Ce livre là est un gros coup de coeur que pourtant je n'ai pas dévoré. Je l'ai lu avec attention, dans la lenteur de ces lectures puissantes, ai goûté l'âpreté des faits et l'empathie du style et j'en suis époustouflée!

Le propos de l'ouvrage tient en peu de mots : Quatre jeunes bavarois, amis d'enfance, partent pour la guerre en 1915. A partir de là, c'est toute une variation sur le quotidien des tranchées ; les peurs, la faim, l'amitié malgré tout, la douleur. Plongé au coeur même de la boue, sans début ni fin, on vit avec eux des instants volés.

 

"Après les ventres transpercés, la terre et les cendres : le matin et sa limpidité. Je ne sais pas comment j'ai pu être dans cette inadvertance, faire comme chacun autour de moi : tuer et tuer encore."

 

Tout y est excellent. La perfection du style ne fait aucune concession à la cruauté du quotidien, simplement cela prend une autre couleur et devient oeuvre d'art. Lilyane Beauquel invente et joue des mots tout en usant de ces petits accents dix-neuvièmistes si savoureux. Rien n'est caricaturé, tout est dans l'instant et le vrai.

Exercices:
1) Comptez les lignes ci-dessous qui contiennent la chaîne "camera", puis donnez uniquement ce nombre.
2) Poursuivez la critique ci-dessus, consacrée au livre sur quatre jeunes Bavarois partis à la guerre en 1915, à la suite de sa dernière phrase.

Données extraites:
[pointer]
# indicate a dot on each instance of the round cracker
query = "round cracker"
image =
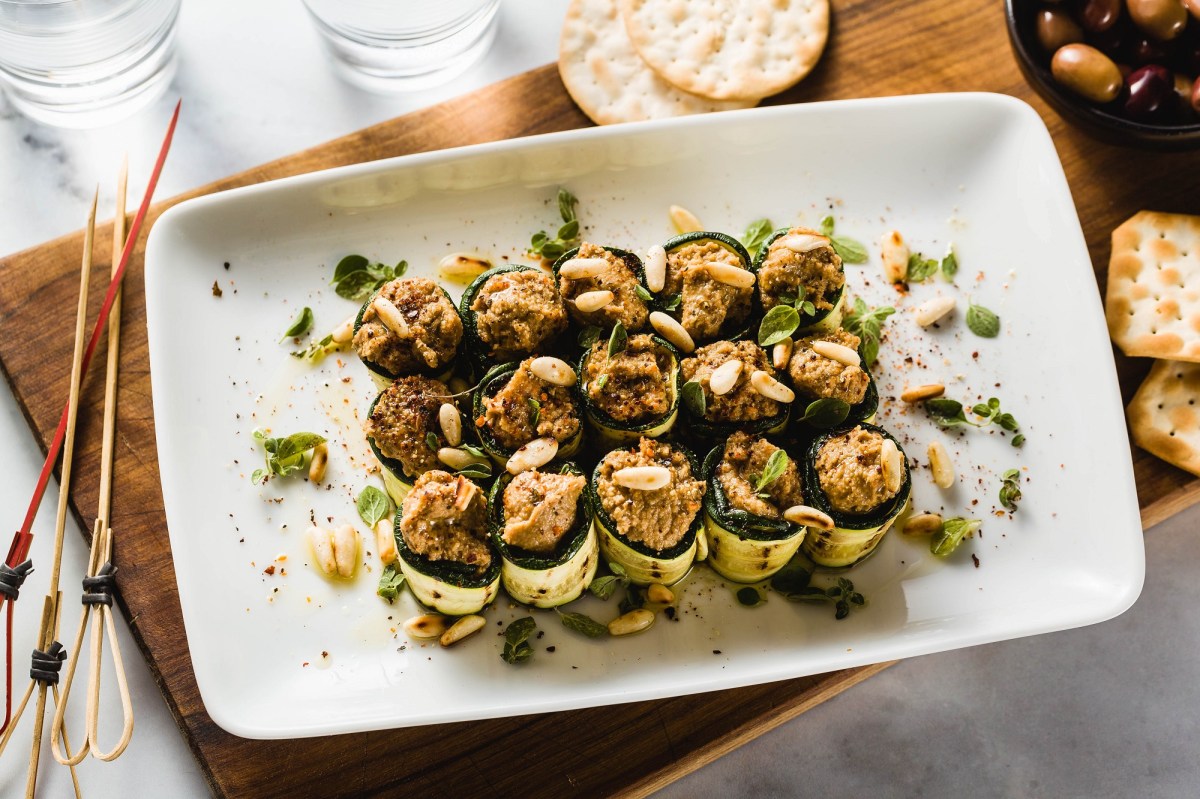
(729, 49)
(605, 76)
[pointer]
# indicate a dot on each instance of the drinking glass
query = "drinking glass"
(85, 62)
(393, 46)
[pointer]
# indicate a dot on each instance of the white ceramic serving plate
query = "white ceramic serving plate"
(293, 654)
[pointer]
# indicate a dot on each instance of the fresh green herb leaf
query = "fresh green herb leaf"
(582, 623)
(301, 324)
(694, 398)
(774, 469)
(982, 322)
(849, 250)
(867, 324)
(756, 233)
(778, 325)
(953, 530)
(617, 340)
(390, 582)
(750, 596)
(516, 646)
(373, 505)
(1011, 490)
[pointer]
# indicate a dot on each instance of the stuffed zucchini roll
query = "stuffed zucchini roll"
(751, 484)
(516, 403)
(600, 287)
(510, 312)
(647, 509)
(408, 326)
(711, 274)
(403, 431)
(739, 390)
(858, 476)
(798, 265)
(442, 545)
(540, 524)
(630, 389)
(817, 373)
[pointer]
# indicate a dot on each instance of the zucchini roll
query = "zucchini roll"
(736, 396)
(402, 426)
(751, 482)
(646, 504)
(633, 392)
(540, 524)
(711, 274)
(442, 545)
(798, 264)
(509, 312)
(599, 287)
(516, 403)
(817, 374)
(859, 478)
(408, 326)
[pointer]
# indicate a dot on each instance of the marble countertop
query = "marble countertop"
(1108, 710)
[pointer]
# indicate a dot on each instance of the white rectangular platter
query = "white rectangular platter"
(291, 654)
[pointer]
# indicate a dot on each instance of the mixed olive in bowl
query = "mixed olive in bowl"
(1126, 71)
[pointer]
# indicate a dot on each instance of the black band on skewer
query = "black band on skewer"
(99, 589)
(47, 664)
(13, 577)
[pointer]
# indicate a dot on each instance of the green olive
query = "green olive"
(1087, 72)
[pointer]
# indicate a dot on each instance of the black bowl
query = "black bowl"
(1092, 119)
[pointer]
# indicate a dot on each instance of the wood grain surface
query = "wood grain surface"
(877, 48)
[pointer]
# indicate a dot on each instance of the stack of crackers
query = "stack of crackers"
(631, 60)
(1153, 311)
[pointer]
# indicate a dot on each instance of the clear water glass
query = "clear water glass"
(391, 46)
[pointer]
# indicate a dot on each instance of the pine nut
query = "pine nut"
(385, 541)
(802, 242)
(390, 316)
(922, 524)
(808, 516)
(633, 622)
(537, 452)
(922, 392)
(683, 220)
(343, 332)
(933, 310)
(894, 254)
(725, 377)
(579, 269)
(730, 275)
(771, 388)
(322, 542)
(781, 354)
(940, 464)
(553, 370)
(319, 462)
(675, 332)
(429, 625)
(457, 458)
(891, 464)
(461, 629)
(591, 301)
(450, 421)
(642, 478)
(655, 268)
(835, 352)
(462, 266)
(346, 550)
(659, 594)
...
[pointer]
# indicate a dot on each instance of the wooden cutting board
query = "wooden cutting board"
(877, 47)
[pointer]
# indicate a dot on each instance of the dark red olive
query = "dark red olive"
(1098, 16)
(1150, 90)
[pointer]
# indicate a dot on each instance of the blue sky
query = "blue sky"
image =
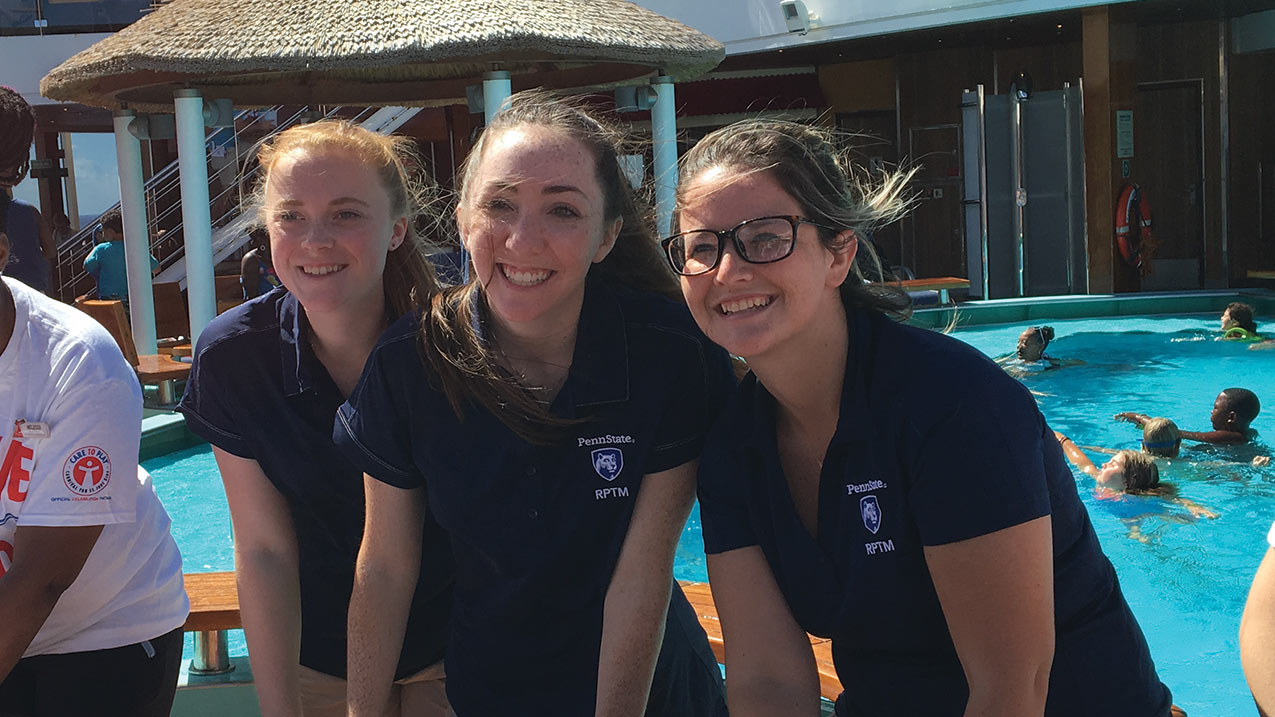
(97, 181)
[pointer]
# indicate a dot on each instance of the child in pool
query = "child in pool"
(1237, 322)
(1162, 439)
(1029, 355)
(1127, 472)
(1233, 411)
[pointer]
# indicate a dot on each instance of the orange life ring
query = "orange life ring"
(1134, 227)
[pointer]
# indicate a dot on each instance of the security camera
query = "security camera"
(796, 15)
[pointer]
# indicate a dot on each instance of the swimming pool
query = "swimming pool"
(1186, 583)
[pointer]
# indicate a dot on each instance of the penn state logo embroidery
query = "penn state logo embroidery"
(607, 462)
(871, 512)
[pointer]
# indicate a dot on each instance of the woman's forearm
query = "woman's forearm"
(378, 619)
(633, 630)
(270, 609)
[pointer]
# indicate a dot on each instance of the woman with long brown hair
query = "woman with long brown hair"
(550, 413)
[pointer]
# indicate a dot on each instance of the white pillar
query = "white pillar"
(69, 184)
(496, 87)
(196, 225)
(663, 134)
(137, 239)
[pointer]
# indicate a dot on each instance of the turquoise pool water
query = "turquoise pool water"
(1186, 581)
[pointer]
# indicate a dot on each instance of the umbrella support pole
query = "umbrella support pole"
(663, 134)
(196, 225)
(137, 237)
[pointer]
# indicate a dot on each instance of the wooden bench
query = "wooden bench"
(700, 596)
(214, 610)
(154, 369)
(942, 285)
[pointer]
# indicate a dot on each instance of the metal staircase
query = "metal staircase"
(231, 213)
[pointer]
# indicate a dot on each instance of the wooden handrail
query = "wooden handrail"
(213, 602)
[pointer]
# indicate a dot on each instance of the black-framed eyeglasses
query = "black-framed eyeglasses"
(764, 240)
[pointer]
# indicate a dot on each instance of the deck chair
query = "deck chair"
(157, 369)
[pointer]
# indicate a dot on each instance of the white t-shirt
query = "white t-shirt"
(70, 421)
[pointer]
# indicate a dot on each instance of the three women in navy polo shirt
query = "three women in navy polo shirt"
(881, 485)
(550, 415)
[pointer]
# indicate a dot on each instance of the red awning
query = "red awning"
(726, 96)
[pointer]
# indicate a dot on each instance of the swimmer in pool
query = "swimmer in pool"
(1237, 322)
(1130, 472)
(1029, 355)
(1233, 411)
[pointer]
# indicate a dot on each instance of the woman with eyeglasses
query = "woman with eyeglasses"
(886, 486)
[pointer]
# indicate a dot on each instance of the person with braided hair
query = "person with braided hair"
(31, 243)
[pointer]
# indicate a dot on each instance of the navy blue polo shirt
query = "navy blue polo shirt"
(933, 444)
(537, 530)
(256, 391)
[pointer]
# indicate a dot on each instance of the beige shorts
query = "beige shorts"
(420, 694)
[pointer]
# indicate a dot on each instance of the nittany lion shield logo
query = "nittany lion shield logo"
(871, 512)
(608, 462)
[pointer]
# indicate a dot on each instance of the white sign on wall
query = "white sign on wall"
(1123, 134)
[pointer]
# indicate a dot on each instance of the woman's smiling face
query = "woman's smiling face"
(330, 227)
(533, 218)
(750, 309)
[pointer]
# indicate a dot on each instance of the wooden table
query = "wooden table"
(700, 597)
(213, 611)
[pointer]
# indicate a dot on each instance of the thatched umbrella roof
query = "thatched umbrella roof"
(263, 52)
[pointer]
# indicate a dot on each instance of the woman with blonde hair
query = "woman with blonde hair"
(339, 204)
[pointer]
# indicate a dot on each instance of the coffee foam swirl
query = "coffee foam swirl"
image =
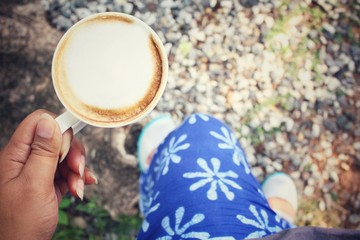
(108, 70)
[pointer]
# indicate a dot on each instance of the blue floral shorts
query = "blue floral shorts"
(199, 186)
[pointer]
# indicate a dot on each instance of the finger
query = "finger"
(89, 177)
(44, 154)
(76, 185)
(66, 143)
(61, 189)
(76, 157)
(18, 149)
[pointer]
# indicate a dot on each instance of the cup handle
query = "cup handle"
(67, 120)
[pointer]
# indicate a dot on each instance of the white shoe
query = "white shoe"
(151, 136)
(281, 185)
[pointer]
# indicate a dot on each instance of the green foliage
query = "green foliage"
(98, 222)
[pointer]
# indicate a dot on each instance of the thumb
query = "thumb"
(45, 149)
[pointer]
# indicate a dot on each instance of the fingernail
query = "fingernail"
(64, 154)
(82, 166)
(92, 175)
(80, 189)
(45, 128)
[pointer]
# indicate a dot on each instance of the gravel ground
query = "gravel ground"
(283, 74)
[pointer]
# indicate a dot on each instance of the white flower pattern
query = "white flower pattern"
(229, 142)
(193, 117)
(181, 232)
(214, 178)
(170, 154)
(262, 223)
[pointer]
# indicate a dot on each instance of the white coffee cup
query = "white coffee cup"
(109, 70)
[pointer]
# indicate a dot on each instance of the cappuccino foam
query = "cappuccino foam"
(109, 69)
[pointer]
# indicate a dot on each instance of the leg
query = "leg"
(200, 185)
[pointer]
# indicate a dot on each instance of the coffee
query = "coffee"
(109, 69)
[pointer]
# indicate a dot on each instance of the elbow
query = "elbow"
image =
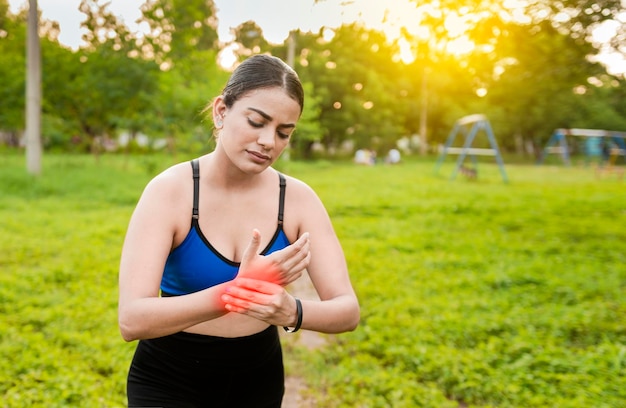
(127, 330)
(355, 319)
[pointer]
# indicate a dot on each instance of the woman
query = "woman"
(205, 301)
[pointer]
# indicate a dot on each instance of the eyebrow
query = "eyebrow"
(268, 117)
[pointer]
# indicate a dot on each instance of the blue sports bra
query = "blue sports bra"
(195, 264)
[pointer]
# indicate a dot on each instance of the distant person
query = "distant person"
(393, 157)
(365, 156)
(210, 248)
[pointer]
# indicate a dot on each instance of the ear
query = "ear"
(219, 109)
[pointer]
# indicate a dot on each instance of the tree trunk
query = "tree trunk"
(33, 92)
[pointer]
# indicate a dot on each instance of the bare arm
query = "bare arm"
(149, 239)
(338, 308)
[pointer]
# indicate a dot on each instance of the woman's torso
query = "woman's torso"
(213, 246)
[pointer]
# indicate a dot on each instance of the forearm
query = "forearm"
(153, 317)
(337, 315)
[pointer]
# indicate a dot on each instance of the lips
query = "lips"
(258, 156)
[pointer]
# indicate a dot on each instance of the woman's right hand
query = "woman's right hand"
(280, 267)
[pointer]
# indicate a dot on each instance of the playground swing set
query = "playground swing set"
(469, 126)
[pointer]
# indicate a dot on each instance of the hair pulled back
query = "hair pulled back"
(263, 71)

Réponses aux exercices:
1) 2

2)
On vibre, on est là, on se prend des claques et on essaye d'avancer.

 

"Les lettres font mal, elles sont des punitions de fautes que nous n'avons pas commises."

"Cette rage, nous la hurlons dans l'aplat du terrain. Là, les linges de repos des grands blessés, les bandages qui défendent de se lever et laissent tranquilles. Nous n'avons plus ni bras ni jambes, nos ne pensons plus, le ventre fait un trou qui s'enfonce, nos yeux ne voient rien.
Nous sommes une erreur sur cette terre.
La journée a été calme, à la tombée du soir, la peur soudain. Le piétinement des soldats, le harassement. Tout ce qui point hors de la ligne de la tranchée est tiré, mis à bas, entassé à nos pieds. Sans victime, nous laissant éberlués.
Peu avant minuit, une marmite. Deux morts à l'angle nord de notre couloir."

 

C'est tout à la fois : une leçon de vie, une leçon de littérature. Merveille, merveille, merveille. Lilyane Beauquel dit de son style qu'il est une musique de mort. Je ne peux alors m'empêcher de penser à Baudelaire (tiens, tiens, comme c'est étrange et original) et à l'une de ces fleurs maudites à laquelle elle fait écho : "tu m'as donné ta boue et j'en ai fait de l'or".